**CONSEGNA**
Traduci in inglese la seguente frase tratta dal discorso in ricordo di Guido Fanti: "Quando si parla con Fanti si fatica a distinguere la differenza tra politica e amministrazione, perchè il tema è sempre Bologna."

Home Attualita' Il sindaco di Bologna, Virginio Merola, in ricordo di Guido Fanti

Il sindaco di Bologna, Virginio Merola, in ricordo di Guido Fanti

# ora in onda #
...............




Le parole del sindaco di Bologna, Virginio Merola, ai familiari, alle autorità civili, militari e religiose, ai consigliere e consiglieri comunali provinciali regionali, ai cittadini e alle cittadine in ricordo di Guido Fanti.“Guido  Fanti  ci  ha  appena lasciato e già ci rendiamo conto di quanto sia
stridente  parlare di lui al passato. Perché Fanti vive il presente come il
tempo  dell’azione  e  dei  progetti  e  ti  fa  vivere il passato non come
rievocazione nostalgica, ma come campo di riflessione per affrontare meglio
il futuro. Ne  ho  avuto  una  recente  conferma  diretta lo scorso Natale quando sono andato  a  trovarlo  per  gli  auguri:  mi  ha  intrattenuto  a  parlare di iniziative  da  fare  in  primavera sul tema della città metropolitana e lo sviluppo  di  Bologna:  mentre parlava si rianimava e gli occhi diventavano
vivi  e  lucidi  come  se stesse ritrovando, dopo una pausa forzata, la sua
vita vera.

Quando  si  parla  con  Fanti  si  fatica  a  distinguere la differenza tra
politica e amministrazione, perchè il tema è sempre Bologna.
Bologna  prima  di tutto e quindi prima di tutto un’attività amministrativa
capace  di  interpretare  il  futuro  della  città, a partire da uno studio
approfondito  della situazione, dall’attenzione per un’analisi rigorosa dei
dati  e  dei  problemi  attuali, per delineare poi un progetto, un percorso
concreto di politiche settoriali capaci di dare una risposta d’insieme.
E  questa  attività  di  elaborazione  di  obiettivi e proposte richiede il
coinvolgimento  di  esperienze  e  finalità  diverse,  di rappresentanti di
interessi e punti di vista differenti.
Fino all’ultimo Guido Fanti ha riproposto questo metodo e questa volontà di
costruzione  di  un’idea per la nostra città, con l’insistenza sul fatto di
delineare  la  prospettiva  di un tempo lungo, almeno per i prossimi trenta
anni.

**DATI FORNITI**
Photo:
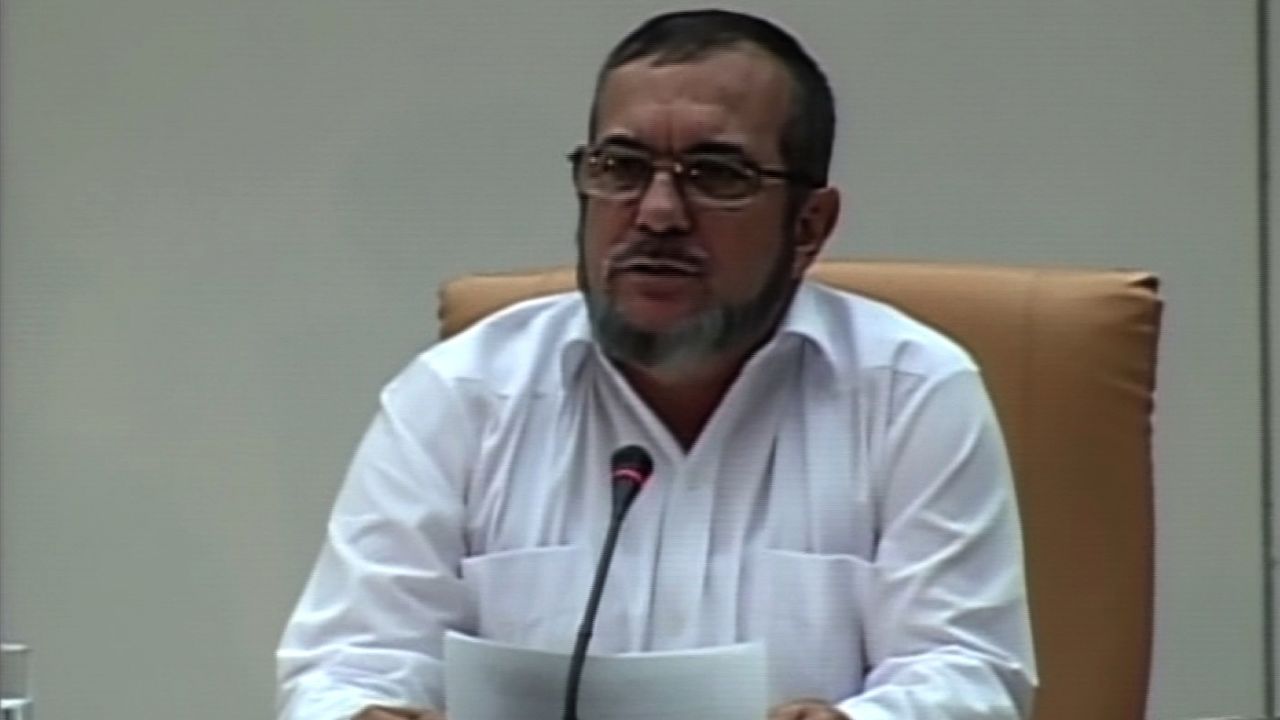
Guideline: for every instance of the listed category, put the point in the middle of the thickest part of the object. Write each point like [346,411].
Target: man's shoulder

**RISPOSTA**
When you talk with Fanti, it is hard to tell the difference between politics and administration, because the subject is always Bologna.